[Dataset rows]
* * * * * * *

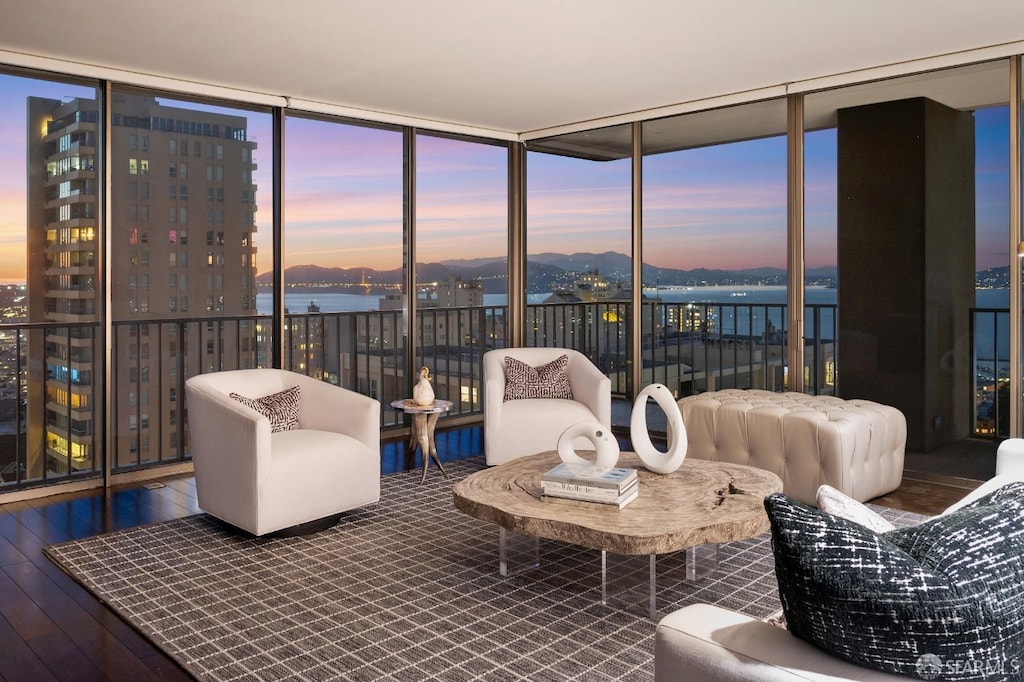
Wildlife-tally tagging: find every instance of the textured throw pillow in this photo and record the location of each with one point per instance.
(948, 591)
(523, 381)
(837, 503)
(282, 409)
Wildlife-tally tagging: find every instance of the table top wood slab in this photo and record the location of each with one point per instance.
(700, 503)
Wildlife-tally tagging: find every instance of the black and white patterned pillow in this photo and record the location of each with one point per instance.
(948, 590)
(523, 381)
(282, 409)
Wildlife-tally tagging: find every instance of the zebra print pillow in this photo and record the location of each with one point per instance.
(282, 409)
(523, 381)
(946, 592)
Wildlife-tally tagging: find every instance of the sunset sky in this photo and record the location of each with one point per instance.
(718, 207)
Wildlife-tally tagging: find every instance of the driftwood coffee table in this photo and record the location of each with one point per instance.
(701, 503)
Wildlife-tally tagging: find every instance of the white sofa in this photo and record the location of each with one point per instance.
(857, 446)
(265, 482)
(714, 644)
(529, 426)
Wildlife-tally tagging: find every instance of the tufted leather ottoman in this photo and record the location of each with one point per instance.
(807, 440)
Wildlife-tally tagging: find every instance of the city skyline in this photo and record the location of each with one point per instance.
(718, 207)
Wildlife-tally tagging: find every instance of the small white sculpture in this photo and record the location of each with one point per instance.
(423, 392)
(604, 443)
(653, 459)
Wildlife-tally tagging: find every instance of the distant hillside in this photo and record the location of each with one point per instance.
(545, 271)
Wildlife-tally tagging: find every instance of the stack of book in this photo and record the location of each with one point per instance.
(615, 487)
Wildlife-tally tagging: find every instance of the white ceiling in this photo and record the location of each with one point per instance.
(513, 67)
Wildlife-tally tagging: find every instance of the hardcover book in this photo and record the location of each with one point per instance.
(619, 504)
(616, 477)
(587, 492)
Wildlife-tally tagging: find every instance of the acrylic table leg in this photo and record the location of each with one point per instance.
(503, 555)
(695, 570)
(604, 577)
(653, 587)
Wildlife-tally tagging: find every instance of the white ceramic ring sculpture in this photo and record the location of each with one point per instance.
(652, 459)
(604, 443)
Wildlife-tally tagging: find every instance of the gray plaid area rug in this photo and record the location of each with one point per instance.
(407, 589)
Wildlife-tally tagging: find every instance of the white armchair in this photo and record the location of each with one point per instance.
(528, 426)
(265, 482)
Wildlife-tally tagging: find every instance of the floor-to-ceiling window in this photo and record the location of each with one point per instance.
(343, 256)
(50, 400)
(715, 249)
(819, 260)
(579, 248)
(462, 261)
(188, 253)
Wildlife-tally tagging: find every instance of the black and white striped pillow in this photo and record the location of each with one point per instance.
(948, 590)
(523, 381)
(282, 409)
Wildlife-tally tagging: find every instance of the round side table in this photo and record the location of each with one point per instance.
(422, 434)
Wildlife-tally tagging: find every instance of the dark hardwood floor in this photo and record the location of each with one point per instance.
(51, 629)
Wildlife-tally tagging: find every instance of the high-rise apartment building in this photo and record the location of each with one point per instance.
(182, 271)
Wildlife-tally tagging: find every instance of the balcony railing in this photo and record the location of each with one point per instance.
(49, 409)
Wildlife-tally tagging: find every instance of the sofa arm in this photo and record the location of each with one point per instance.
(329, 408)
(494, 399)
(711, 643)
(591, 387)
(230, 449)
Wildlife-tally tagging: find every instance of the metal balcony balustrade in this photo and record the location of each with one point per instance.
(690, 347)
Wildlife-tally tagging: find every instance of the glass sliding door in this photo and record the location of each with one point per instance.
(820, 278)
(579, 250)
(920, 221)
(188, 253)
(462, 262)
(343, 256)
(50, 385)
(715, 249)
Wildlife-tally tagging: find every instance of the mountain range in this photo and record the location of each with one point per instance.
(548, 271)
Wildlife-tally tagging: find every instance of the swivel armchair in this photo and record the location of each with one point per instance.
(519, 427)
(287, 481)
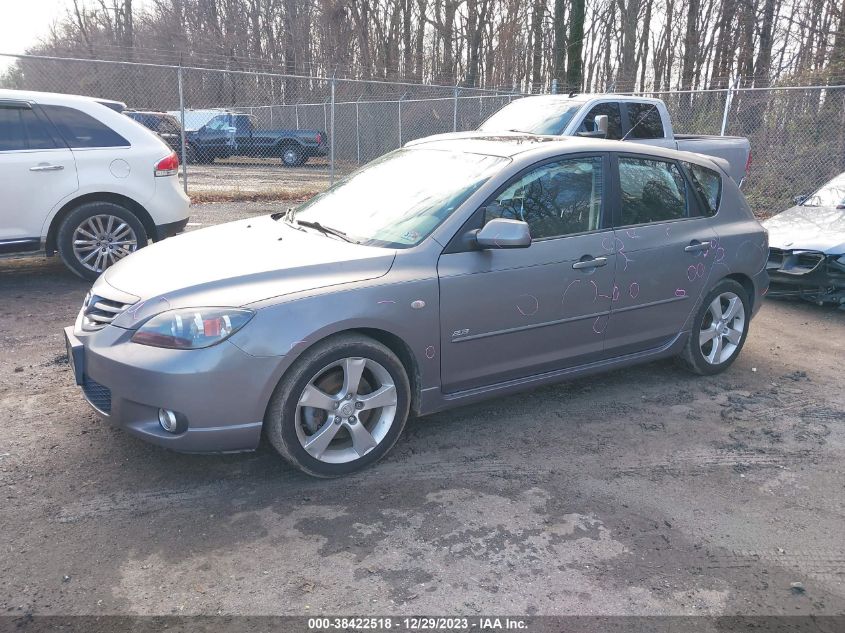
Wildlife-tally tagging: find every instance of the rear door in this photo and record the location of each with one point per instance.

* * * * * * *

▶ Set problem:
Omitting all images, print the listing exactly.

▶ Answer in full:
Wildlife-tally tagging: find every instance of the textured throw pillow in this photo and record the location of each with one point per instance.
(948, 591)
(523, 381)
(837, 503)
(282, 409)
Wildlife-tally tagging: find every instance of the table top wood slab in this photo and record the location of each with one point per instance.
(700, 503)
Wildlife-tally tagging: find every instance of the black and white patterned pillow in this photo and record the location of each with one point per instance.
(948, 590)
(523, 381)
(282, 409)
Wildlife-tally tagging: find every instance of the zebra print pillow in this photo and record the location of each with one point per instance.
(282, 409)
(523, 381)
(946, 592)
Wildlife-tally tagging: find every instance of the sunset sky in this photo and record the location of each with one point per instance.
(718, 207)
Wildlife-tally tagging: find every instance of the driftwood coffee table in this photo and record the location of each with one point per instance.
(701, 503)
Wildlife-tally tagging: find every instance of the white sofa in this photo and record the location of each with one point per instance.
(857, 446)
(265, 482)
(714, 644)
(529, 426)
Wildlife-tally tagging: find every instance of the tufted leather ottoman in this photo and record the location of each with one point per instance.
(807, 440)
Wildlife-tally tagging: find every instance of the city skyline in this photo and record the location of each with one point per instance.
(718, 207)
Wildlife-tally tagging: find every instance of the small white sculpture in this photo and record the location of each with one point per instance.
(423, 392)
(604, 443)
(653, 459)
Wildlife-tally tagging: find every instance of the distant hillside in this photo and record the location of each with one point per instance.
(545, 271)
Wildlife-tally tagging: find every instance of the stack of book in this photo and record the location of each with one point per instance.
(615, 487)
Wildlife-tally tagging: find every instance of the white ceiling in this photo and record the location of each with one point per instance.
(513, 67)
Wildlife-tally tagging: find every instance of the hardcover book in this photo and record the location of each with one point per instance.
(619, 504)
(616, 477)
(587, 492)
Wildlife-tally tagging: find every instance of the acrylic table leg in this photo and record the location of each with one point per instance.
(503, 555)
(695, 570)
(604, 577)
(653, 587)
Wildlife-tally tagging: find every instance of the white ceramic ring sculpture in this photo and record the location of each with one point per instance.
(652, 459)
(604, 443)
Wildlife-tally tagging: find every instance of the gray plaid area rug in this photo and record the location of each with one point per instance.
(407, 589)
Wildlife-tally tagging: find every instance of the white armchair in this photo and record the location of each with one point per instance.
(528, 426)
(265, 482)
Wildlife-tally tagging: find every instance of the floor-to-ceiling window in this photo and record the location of each with one point per instance.
(343, 256)
(50, 400)
(715, 249)
(819, 260)
(579, 248)
(462, 261)
(188, 253)
Wildlife-tally tagging: find every instance of the black and white striped pillow in this photo and record the location of each with one point per instance.
(948, 590)
(523, 381)
(282, 409)
Wildlife-tally tagging: find every instance of the round side table in this photo and record the location of each with one point per instance.
(422, 434)
Wildlife-tally tagging: find every instance of the dark hardwood floor in this photo and record the location of each with one point per instance.
(51, 629)
Wildlife-tally tagging: find every instance of the high-rise apartment building in this photo and record the location of each with one point per instance.
(182, 271)
Wildlife-tally tagging: find every instance of the balcony railing in this photo and record the location of each with one point per instance.
(49, 409)
Wildlife-tally tagging: find every instance of the sofa arm in this photo and record the location of each with one point per instance.
(329, 408)
(494, 399)
(711, 643)
(591, 387)
(230, 449)
Wildlife-tally tagging: find every instance of the metal balcony balustrade in this photo and record the location of each with one point per instance.
(690, 347)
Wildlife-tally tagging: find every instance of the glass sliding door in this photo and record the location of each with one point per instance.
(820, 278)
(579, 250)
(920, 221)
(188, 253)
(462, 262)
(343, 256)
(50, 385)
(715, 249)
Wildlife-tally tagging: find every instance of the mountain range in this photo and record the location of each with one point per instance.
(548, 271)
Wildlife-tally tagging: find every instance of the swivel armchair in this photo and record the location of each with one point per instance.
(519, 427)
(287, 481)
Wildlife-tally tagging: find every instance of the rear door in this photo and record the location of each with one point per instance.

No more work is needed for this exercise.